Document section.
Changing variables to get dimensionless variables:
\begin{equation}
I_{s}=8R^{2}T^{2}e^{-\beta W}\left(\frac{m}{\pi}\right)\int_{0}^{\infty}e^{-x^{2}}x^{3}dx=\left(\frac{4mR^{2}}{\pi}\right)T^{2}e^{-\beta W}
\end{equation}
For the Boltzmann approximation to be valid we must demand that for the lowest energy (here - $mv_{\mathrm{min}}^{\prime2}/2=0$) $e^{\beta\left(\epsilon_{\mathrm{min}}-\mu\right)}\gg1$, which means that $-\frac{\mu}{T}\gg1$, or $\mu\ll-T$.
%%%%%%%%%%%%%
\Dn
(2)
In the above relation we see that the thermionic emission here is proportional to $T^2 e^{\beta W}$. If there is no stopping voltage the energetic barrier an electron has to pass is $W$. When there is stopping voltage the energetic barrier becomes
\begin{equation}
\mu_{\mathrm{anode}}-\mu_{\mathrm{cathode}}+W^{\prime}=W^{\prime}+eV_{\mathrm{battery}},
\end{equation}
so we expect that the expression for the current will be:
\begin{equation}
I\propto T^{2}e^{-\beta\left(W^{\prime}+eV_{\mathrm{battery}}\right)}
\end{equation}
We used $\propto$ because our argument does not account for the geometric prefactors.
%%%%%%%%%%%%%
\Dn
(2a)
In the photoelectric effect the cathode isn't heated so one assumes zero temperature Fermi occupation for the cathode also. That means there is no thermionic emission. The electrons are excited out of the cathode by photons with a fixed energy. These photons need to be with enough energy for the electrons to pass the energetic barrier, which is again $W^{\prime}+eV_{\mathrm{battery}}$. So if we measure the voltage needed to stop the current for a given photons energy, we know that at that voltage we have:
\begin{equation}
E_{\mathrm{photon}}=W^{\prime}+eV_{\mathrm{battery}} \implies W^{\prime}=E_{\mathrm{photon}}-eV_{\mathrm{battery}}
\end{equation}
So we can calculate the anode work function.

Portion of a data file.
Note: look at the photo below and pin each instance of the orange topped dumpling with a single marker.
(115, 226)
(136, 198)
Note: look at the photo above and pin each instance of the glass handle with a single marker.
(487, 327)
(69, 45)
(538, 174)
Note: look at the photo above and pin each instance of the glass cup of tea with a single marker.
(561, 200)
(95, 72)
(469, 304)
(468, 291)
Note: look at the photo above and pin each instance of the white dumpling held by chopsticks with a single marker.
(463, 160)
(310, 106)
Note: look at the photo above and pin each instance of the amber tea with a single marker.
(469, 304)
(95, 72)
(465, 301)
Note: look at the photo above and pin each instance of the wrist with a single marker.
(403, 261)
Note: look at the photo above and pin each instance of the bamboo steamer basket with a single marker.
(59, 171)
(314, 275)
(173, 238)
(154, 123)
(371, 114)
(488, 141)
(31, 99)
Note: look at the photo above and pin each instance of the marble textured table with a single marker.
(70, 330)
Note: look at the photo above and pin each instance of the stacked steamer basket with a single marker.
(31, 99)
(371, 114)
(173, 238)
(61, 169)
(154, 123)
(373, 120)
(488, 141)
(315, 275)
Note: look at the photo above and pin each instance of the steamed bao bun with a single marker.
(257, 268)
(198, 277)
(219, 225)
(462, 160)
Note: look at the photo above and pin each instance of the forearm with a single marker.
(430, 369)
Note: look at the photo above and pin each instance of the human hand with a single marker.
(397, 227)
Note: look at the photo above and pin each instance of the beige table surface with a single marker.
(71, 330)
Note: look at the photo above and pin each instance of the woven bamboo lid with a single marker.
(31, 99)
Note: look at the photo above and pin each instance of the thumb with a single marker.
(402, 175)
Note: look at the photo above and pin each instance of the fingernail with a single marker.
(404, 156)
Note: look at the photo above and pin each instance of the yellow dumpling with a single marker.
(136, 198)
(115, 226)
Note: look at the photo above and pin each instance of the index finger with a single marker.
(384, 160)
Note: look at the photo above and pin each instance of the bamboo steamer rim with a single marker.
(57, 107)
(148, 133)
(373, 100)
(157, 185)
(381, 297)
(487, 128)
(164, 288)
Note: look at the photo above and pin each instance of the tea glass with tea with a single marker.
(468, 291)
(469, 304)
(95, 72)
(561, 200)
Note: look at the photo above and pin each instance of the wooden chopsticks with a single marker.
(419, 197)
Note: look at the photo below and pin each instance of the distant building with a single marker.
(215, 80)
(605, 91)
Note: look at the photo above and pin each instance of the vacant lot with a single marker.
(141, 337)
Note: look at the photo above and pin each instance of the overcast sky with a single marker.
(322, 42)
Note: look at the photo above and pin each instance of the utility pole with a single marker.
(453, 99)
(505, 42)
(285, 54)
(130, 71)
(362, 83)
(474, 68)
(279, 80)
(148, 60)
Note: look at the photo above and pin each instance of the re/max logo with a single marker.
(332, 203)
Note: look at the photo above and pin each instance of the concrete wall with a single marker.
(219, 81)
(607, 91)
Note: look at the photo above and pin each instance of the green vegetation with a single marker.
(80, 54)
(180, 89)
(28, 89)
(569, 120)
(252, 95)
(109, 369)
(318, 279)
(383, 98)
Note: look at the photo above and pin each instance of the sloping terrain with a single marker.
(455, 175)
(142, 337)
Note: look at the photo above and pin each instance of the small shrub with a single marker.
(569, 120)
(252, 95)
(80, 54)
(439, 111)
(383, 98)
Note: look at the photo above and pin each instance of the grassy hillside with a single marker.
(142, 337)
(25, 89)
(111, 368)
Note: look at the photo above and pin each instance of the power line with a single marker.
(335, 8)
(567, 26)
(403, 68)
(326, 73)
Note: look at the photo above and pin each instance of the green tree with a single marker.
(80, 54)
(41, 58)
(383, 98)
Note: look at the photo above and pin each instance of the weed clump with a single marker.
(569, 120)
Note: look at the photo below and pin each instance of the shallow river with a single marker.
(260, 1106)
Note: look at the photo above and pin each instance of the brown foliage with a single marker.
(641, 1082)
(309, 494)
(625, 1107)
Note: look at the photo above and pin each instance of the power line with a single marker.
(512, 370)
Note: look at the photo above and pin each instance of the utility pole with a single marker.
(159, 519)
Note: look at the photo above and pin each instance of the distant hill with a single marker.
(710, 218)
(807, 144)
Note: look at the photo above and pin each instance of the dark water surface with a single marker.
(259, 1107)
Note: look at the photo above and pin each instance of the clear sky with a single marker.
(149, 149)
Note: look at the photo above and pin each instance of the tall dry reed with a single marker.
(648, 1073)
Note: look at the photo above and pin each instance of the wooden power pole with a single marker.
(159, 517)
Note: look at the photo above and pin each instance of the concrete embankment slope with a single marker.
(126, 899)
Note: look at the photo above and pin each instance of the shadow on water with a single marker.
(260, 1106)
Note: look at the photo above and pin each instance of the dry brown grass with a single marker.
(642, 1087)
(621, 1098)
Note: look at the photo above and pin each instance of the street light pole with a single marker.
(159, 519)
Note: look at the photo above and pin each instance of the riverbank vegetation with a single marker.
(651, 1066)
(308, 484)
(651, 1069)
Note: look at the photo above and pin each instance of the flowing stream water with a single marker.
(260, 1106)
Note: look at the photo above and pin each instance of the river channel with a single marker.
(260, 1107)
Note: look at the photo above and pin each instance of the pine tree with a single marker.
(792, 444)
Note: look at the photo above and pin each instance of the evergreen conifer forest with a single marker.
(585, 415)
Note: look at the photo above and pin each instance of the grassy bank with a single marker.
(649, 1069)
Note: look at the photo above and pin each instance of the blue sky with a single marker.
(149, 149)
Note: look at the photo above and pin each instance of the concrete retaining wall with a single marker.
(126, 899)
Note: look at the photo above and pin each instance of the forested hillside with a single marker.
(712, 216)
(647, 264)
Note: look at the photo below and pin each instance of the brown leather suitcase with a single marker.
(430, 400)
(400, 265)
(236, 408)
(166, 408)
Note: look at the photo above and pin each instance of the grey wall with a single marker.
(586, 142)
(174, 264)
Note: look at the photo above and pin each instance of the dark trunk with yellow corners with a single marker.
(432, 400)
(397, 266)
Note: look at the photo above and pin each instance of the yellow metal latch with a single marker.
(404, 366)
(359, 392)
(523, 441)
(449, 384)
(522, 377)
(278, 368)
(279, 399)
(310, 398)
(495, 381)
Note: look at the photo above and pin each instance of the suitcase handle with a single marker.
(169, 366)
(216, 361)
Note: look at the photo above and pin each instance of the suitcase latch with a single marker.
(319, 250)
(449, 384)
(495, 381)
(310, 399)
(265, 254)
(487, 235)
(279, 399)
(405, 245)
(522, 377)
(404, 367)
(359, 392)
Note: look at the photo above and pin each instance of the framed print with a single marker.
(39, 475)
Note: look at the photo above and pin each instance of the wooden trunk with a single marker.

To-do list.
A. In the passage on thermionic and photoelectric emission, why is the symbol $\propto$ used in the expression for the current?
B. Carry on the passage on thermionic and photoelectric emission, starting after its final sentence.
These records were taken from a separate source.

The responses.
A. The argument does not account for the geometric prefactors.

B.
%%%%%%%%%%%%%
\Dn
(3)
We can treat the cathode as a capacitor. The charge will be $Q=VC$, and the current: $I=C\frac{d}{dt}V$. Here $C=\frac{1}{R}$, and $V$ are the capacitance and voltage of a charged sphere in vacuum with respect to infinity. On the other hand we know from item (2) that when there is a voltage difference the current is $\sim I_{0}e^{-\beta eV}$ , where $I_{0}$ is independent of $V$. So we need to solve:
\begin{equation}
\frac{d}{dt}V=\frac{I_{0}}{C}e^{-\beta eV}
\end{equation}
given that $Q\left(t=0\right)=0$:
\begin{equation}
e^{\beta eV}dV=\frac{I_{0}}{C}dt\implies\frac{T}{e}e^{\beta eV}=\frac{I_{0}}{C}t+\frac{T}{e}
\end{equation}
\begin{equation}
V=\frac{T}{e}\ln\left(\frac{e}{T}\frac{I_{0}}{C}t+1\right)\implies Q \left(t\right)=\frac{CT}{e}\ln\left(\frac{e}{T}\frac{I_{0}}{C}t+1\right)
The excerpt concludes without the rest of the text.